Input material:
******
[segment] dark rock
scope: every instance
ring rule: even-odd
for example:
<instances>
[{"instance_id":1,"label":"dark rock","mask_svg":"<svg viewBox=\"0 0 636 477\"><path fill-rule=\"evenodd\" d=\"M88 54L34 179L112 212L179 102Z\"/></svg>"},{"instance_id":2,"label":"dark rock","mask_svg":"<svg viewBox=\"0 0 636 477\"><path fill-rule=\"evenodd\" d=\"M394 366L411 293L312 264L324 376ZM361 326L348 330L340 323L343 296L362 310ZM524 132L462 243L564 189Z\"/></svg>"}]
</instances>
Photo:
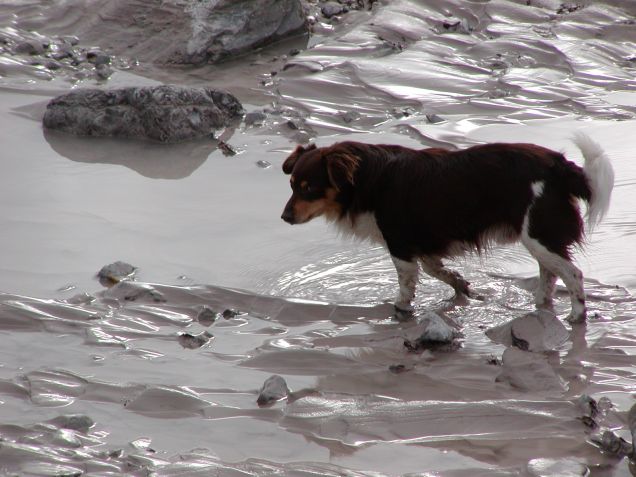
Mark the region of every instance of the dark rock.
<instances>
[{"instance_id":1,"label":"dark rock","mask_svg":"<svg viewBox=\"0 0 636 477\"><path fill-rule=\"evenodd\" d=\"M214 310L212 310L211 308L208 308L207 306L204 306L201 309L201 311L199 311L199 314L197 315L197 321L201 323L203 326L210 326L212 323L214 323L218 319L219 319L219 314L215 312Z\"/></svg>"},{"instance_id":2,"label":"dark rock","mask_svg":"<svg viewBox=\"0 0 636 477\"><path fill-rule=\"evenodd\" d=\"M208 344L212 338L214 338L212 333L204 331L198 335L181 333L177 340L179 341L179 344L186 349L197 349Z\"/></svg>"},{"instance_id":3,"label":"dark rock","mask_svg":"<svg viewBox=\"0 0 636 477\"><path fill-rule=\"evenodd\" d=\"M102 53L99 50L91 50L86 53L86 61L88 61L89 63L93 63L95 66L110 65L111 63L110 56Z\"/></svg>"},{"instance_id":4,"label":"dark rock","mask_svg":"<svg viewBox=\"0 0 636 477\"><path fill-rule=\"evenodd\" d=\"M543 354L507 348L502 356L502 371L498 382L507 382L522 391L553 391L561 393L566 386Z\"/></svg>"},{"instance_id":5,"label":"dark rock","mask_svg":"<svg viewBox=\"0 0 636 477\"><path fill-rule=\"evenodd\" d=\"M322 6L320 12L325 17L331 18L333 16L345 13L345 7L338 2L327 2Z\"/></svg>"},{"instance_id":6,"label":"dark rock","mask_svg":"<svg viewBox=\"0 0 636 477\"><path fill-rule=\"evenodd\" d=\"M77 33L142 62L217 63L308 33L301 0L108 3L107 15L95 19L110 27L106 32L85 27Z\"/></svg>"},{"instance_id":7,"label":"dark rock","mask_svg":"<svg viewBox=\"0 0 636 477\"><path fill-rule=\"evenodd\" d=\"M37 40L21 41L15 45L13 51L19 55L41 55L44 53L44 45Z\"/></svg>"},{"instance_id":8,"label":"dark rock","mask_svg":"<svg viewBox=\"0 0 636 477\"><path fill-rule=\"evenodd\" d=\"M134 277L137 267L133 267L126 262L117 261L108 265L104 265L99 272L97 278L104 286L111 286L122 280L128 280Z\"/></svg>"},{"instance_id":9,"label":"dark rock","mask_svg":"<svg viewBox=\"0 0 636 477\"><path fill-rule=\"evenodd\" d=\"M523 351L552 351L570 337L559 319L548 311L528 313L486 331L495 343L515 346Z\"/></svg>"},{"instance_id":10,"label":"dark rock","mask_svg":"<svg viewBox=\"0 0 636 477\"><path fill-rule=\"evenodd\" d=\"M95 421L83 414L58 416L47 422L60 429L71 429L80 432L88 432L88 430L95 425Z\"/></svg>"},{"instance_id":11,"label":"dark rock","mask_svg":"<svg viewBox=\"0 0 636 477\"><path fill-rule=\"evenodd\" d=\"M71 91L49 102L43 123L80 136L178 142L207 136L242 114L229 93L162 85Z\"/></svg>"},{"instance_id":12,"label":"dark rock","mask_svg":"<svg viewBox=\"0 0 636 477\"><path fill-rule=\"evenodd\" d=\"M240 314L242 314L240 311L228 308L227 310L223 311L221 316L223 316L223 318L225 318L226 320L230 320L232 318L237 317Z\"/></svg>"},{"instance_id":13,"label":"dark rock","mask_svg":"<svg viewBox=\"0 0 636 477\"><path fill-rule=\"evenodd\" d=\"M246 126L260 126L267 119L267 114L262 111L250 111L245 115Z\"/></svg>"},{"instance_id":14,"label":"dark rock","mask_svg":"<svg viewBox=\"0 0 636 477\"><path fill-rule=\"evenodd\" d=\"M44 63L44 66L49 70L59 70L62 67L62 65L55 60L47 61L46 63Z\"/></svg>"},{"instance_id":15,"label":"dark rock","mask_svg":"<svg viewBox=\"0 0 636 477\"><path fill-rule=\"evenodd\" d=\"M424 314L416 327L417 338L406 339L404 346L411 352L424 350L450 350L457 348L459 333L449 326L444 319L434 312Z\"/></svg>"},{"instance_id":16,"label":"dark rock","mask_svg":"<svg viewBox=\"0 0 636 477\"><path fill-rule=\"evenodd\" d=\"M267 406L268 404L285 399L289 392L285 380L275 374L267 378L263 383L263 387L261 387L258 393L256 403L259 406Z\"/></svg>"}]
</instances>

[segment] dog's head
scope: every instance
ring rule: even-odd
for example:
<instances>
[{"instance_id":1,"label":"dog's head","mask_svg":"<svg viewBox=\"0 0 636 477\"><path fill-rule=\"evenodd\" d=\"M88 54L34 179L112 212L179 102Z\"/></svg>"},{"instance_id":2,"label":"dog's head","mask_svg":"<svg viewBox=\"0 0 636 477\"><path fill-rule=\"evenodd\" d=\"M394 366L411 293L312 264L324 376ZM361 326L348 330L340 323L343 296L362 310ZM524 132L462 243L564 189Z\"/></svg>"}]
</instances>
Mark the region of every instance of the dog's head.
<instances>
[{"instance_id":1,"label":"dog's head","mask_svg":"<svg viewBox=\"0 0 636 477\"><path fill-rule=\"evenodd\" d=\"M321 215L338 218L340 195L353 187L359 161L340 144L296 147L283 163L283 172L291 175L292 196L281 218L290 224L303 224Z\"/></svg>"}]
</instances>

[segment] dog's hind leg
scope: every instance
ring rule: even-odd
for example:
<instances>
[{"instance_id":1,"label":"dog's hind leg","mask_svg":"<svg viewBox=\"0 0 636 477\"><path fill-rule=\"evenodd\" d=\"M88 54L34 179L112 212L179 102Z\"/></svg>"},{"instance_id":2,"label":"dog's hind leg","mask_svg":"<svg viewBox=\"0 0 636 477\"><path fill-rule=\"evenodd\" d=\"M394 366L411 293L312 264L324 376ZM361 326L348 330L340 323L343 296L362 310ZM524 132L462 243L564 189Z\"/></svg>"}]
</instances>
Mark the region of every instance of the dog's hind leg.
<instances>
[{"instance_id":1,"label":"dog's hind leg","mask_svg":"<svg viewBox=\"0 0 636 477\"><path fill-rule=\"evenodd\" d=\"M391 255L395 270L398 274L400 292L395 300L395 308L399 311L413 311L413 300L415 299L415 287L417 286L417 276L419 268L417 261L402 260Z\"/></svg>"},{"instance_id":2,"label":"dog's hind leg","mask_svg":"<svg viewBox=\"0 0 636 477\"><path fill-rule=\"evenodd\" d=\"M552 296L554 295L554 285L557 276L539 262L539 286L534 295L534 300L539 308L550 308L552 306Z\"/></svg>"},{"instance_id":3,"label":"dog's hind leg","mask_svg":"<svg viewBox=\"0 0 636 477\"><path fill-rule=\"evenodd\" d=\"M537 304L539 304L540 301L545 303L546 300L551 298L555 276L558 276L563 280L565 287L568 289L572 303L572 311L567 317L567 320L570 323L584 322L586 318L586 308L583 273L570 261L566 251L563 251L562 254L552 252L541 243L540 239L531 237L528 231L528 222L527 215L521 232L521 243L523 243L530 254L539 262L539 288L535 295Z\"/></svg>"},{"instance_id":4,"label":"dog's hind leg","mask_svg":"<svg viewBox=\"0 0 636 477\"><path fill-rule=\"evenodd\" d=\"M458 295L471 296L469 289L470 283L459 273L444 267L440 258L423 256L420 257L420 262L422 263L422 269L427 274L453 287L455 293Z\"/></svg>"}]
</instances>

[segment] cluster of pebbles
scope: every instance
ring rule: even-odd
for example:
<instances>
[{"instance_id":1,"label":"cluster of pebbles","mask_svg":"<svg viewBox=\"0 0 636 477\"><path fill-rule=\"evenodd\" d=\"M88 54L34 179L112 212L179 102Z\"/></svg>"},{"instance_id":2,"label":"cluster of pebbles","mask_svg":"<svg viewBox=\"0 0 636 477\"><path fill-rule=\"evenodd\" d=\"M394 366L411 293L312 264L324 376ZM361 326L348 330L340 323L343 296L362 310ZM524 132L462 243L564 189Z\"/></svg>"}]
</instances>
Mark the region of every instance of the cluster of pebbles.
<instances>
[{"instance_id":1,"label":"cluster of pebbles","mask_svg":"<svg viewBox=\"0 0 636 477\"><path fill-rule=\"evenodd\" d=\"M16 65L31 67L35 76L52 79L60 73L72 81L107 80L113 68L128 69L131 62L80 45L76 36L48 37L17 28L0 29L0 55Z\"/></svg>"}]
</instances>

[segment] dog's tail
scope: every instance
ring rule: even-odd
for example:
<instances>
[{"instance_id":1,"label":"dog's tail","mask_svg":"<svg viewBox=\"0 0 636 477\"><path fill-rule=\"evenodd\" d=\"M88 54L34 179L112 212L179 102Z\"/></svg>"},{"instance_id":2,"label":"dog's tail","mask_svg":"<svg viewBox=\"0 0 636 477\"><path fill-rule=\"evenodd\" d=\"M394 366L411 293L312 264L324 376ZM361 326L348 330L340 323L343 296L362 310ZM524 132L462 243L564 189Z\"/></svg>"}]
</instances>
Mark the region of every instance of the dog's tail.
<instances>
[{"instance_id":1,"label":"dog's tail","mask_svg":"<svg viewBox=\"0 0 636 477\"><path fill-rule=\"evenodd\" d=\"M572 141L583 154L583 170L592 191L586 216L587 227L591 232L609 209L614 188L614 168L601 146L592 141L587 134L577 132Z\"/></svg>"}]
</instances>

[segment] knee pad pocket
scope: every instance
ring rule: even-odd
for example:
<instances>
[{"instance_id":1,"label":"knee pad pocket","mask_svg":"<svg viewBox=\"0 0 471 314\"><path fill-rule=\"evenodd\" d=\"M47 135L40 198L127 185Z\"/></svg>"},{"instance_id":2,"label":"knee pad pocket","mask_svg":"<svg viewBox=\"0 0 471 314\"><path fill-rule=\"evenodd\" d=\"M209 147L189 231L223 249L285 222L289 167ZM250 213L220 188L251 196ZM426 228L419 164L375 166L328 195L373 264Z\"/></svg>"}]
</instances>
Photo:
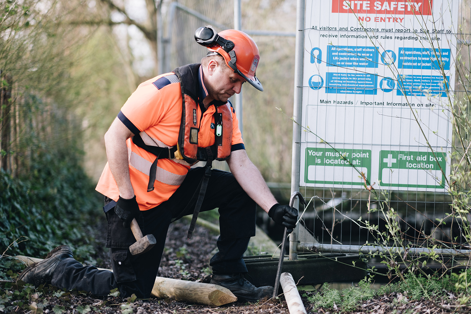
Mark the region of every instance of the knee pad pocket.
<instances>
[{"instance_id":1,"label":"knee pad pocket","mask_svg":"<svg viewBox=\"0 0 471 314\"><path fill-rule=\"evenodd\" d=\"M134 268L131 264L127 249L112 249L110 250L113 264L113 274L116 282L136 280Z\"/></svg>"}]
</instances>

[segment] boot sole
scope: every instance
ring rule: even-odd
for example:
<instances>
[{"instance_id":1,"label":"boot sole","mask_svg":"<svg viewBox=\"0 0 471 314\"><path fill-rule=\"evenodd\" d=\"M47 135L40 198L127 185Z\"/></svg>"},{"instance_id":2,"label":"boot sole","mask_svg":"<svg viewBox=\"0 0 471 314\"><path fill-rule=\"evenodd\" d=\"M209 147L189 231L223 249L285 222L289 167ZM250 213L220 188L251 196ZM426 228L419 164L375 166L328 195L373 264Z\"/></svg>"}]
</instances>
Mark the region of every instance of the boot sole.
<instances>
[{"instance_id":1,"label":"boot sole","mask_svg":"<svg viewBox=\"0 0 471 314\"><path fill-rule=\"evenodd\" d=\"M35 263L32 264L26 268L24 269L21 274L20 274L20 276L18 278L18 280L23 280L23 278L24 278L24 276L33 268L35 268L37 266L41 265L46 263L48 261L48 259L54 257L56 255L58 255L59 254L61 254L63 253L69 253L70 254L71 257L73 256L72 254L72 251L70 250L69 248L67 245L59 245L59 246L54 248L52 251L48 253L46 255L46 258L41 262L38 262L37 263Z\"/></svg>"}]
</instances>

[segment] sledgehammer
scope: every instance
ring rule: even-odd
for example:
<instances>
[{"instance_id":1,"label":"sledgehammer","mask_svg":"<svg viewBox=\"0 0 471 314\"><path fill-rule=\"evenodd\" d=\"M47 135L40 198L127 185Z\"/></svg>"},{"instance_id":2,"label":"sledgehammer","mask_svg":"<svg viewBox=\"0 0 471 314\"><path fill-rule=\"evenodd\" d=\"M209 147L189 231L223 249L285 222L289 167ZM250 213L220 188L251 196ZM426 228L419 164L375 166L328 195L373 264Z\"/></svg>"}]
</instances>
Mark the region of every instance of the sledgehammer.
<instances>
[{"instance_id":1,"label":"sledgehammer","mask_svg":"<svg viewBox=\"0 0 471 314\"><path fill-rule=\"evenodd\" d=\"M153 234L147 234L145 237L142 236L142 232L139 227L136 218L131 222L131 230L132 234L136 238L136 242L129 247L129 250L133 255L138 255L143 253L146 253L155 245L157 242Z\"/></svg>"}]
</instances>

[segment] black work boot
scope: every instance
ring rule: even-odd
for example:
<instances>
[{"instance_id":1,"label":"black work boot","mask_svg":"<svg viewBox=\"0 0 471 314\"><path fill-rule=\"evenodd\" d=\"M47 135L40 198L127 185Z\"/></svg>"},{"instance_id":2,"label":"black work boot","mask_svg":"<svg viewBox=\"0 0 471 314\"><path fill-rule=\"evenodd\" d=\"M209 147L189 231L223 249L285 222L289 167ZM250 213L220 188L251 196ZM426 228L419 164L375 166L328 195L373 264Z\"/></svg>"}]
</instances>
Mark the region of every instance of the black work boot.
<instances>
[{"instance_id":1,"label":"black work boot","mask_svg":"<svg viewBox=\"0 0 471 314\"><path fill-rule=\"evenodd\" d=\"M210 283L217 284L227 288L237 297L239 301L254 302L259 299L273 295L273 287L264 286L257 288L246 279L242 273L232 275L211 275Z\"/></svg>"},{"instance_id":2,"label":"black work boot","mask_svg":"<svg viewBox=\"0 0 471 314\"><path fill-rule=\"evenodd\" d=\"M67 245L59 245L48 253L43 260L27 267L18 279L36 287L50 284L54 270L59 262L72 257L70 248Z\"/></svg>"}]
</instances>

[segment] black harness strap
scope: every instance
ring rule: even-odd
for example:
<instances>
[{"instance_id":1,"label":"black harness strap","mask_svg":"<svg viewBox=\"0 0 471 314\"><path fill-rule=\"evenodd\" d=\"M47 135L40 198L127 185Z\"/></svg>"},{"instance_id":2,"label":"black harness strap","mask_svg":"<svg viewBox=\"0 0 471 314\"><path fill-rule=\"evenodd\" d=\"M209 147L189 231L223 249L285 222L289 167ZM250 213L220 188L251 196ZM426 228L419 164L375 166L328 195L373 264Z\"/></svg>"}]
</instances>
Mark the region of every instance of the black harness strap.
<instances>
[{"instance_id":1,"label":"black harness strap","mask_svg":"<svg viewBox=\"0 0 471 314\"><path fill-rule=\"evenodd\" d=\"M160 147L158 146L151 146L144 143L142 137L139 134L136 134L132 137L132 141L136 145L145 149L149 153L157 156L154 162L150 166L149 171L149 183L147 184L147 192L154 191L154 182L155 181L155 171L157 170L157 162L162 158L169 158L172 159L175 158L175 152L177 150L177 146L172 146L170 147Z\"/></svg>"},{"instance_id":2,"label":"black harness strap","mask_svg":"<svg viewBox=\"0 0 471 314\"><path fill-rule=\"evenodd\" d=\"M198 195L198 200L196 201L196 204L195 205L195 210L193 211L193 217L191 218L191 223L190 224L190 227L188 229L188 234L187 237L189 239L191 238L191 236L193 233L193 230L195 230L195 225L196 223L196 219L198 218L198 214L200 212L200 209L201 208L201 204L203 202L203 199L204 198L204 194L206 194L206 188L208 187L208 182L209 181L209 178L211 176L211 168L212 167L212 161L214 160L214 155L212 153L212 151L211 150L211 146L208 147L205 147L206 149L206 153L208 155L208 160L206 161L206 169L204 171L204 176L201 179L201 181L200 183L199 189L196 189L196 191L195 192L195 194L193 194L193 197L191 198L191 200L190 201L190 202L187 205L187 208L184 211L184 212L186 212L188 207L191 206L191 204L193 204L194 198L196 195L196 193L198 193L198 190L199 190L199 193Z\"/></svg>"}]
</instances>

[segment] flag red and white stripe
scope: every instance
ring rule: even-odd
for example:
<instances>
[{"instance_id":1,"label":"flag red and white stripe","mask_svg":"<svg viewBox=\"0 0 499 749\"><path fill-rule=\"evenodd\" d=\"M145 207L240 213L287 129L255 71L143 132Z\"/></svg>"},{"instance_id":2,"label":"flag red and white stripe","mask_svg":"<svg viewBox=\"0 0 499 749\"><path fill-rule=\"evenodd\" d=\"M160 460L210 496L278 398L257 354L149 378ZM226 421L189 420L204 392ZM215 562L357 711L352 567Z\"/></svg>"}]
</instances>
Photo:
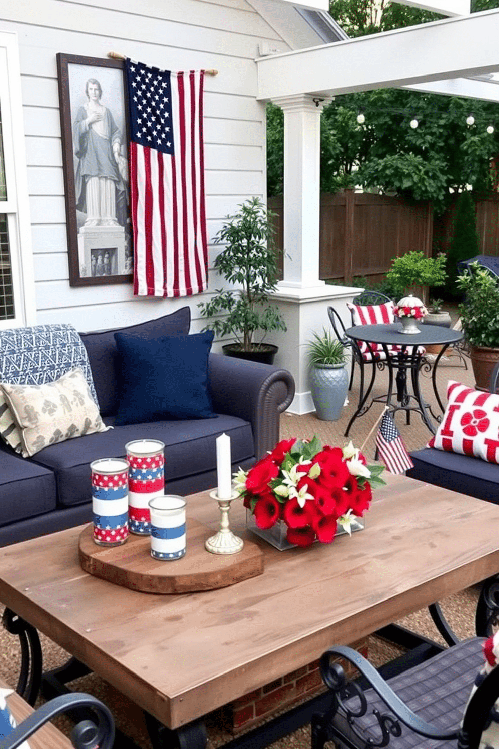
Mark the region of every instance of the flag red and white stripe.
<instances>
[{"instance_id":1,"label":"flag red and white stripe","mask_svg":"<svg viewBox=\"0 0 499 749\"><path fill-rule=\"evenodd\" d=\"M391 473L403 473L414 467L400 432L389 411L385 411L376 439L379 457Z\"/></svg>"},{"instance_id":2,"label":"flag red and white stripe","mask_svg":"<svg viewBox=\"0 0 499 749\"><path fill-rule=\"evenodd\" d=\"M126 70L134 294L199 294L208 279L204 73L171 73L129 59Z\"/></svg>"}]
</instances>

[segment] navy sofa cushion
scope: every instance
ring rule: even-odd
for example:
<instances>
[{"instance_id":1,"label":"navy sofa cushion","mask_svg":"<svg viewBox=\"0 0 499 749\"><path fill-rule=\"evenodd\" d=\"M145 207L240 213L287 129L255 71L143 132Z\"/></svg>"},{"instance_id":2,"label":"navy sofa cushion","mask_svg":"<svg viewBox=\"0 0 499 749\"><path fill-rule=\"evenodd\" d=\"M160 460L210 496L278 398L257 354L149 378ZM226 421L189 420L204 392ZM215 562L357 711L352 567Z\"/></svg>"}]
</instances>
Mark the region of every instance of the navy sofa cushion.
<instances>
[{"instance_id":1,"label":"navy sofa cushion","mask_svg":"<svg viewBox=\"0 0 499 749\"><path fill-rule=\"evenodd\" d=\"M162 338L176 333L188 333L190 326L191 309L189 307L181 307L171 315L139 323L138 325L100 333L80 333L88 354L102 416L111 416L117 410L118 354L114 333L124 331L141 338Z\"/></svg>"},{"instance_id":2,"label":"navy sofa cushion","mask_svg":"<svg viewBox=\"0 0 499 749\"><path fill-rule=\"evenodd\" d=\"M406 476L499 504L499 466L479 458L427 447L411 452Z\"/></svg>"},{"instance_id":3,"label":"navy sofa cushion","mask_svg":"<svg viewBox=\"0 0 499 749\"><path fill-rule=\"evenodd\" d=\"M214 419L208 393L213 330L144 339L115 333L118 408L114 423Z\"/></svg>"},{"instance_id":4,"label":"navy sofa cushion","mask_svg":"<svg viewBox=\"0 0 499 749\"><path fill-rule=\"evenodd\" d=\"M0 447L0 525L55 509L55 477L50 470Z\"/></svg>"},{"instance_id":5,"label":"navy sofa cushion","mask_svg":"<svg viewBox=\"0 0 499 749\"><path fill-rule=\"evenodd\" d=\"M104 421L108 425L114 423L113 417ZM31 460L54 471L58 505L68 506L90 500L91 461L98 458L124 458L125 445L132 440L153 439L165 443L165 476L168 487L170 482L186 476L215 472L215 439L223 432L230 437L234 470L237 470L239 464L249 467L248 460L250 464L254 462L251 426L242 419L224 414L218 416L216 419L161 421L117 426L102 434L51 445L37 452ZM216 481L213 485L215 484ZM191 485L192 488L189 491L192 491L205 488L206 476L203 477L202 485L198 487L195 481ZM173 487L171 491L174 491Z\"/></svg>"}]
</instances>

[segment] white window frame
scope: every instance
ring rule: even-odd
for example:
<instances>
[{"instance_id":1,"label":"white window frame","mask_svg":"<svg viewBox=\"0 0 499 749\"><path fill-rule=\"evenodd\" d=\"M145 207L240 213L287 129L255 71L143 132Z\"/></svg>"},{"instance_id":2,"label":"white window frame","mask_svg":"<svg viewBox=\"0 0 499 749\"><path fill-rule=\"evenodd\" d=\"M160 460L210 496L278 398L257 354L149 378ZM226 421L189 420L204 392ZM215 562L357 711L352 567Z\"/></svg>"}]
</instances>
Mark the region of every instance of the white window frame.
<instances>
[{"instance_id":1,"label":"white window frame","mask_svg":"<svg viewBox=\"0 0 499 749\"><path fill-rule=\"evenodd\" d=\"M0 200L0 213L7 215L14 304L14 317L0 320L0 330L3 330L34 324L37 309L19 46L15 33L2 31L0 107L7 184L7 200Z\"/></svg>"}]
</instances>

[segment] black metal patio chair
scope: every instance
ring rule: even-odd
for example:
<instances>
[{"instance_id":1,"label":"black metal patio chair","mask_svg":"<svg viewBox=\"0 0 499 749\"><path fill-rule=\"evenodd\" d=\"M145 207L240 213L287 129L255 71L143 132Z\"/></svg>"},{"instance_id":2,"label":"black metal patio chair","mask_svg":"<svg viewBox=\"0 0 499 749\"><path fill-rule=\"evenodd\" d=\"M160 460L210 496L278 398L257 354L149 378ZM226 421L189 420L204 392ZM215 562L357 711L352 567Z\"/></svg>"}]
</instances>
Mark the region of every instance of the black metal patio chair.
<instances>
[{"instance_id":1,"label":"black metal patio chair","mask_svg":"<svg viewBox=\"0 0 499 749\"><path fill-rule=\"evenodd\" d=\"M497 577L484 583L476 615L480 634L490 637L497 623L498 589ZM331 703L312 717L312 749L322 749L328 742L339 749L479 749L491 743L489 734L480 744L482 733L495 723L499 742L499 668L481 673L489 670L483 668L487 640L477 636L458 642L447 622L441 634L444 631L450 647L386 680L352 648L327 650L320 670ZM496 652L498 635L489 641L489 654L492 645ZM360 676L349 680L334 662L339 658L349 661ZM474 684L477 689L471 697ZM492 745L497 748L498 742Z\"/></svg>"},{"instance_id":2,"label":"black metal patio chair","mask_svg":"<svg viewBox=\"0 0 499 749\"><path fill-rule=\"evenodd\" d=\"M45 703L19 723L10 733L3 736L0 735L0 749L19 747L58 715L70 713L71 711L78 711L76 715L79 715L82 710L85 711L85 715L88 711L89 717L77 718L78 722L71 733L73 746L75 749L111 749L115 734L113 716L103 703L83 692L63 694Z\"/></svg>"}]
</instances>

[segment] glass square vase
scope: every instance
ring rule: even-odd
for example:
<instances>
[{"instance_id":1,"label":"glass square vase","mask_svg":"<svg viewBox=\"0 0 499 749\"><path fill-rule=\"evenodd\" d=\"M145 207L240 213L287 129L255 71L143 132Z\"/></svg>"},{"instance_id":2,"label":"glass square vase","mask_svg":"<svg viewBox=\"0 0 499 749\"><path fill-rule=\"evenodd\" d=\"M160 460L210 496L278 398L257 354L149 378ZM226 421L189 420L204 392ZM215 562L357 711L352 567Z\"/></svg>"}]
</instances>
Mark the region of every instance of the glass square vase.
******
What needs to be done: Repeat only the stretch of lines that begins at the line containing "[segment] glass square vase" and ends at the last line above, both included.

Reply:
[segment] glass square vase
scope: every instance
ring rule: even-odd
for example:
<instances>
[{"instance_id":1,"label":"glass square vase","mask_svg":"<svg viewBox=\"0 0 499 749\"><path fill-rule=\"evenodd\" d=\"M145 207L240 213L287 129L255 71L143 132Z\"/></svg>"},{"instance_id":2,"label":"glass square vase","mask_svg":"<svg viewBox=\"0 0 499 749\"><path fill-rule=\"evenodd\" d=\"M160 460L210 496L278 398L257 354L149 378ZM226 421L189 420L204 392ZM215 562L357 711L352 567Z\"/></svg>"}]
</instances>
Mark the region of every instance of the glass square vase.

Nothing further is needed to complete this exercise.